Records from a dataset
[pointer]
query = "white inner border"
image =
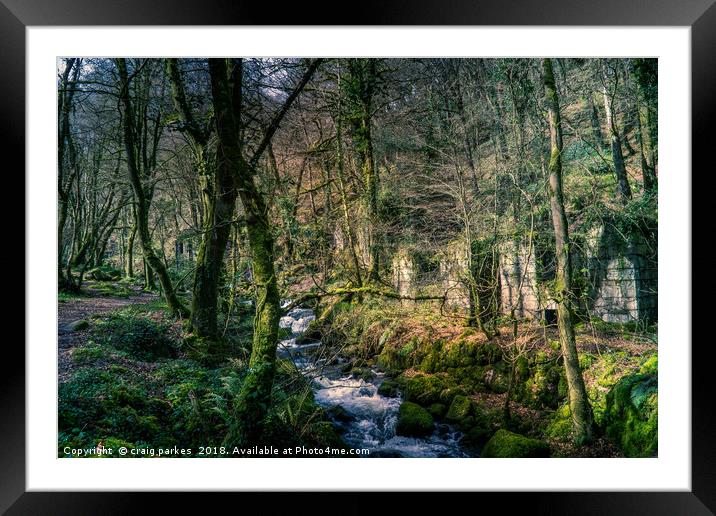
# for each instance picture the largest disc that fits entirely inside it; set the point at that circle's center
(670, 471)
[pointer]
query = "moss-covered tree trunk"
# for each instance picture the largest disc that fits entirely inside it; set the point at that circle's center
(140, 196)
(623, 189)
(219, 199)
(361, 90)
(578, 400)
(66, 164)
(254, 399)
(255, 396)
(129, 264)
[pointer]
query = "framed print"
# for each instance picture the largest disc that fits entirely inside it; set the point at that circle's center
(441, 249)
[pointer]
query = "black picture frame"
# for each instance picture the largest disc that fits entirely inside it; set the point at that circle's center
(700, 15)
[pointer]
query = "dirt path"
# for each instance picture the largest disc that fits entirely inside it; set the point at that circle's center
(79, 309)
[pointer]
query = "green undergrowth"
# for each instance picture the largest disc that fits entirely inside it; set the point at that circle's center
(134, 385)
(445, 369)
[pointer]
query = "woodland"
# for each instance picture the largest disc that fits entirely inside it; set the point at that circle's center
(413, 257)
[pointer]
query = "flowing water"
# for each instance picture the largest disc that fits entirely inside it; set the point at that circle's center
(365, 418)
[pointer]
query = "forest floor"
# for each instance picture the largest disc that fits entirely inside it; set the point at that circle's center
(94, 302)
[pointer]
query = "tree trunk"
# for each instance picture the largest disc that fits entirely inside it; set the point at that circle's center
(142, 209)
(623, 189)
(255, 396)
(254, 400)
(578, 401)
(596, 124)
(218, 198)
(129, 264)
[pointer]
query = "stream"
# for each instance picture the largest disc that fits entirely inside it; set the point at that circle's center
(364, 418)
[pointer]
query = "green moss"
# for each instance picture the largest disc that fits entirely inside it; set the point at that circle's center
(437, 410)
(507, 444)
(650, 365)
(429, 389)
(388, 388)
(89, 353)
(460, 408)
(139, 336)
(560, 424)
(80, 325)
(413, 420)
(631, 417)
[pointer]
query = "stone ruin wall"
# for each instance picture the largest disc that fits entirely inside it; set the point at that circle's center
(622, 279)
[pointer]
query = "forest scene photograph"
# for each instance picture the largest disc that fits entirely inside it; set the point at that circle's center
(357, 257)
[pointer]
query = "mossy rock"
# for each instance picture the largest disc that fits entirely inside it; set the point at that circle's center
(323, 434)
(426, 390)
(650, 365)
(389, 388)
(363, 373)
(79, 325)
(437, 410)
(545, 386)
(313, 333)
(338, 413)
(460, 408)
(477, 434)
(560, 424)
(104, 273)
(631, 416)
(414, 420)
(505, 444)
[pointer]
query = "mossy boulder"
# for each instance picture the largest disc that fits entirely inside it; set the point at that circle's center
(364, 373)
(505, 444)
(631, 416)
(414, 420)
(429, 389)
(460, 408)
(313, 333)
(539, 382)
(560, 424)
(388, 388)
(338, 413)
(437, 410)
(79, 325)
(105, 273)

• **Work task**:
Find the lines above that include the string "green" and copy them.

• **Solution for this exercise**:
query = "green undergrowth"
query = "green moss"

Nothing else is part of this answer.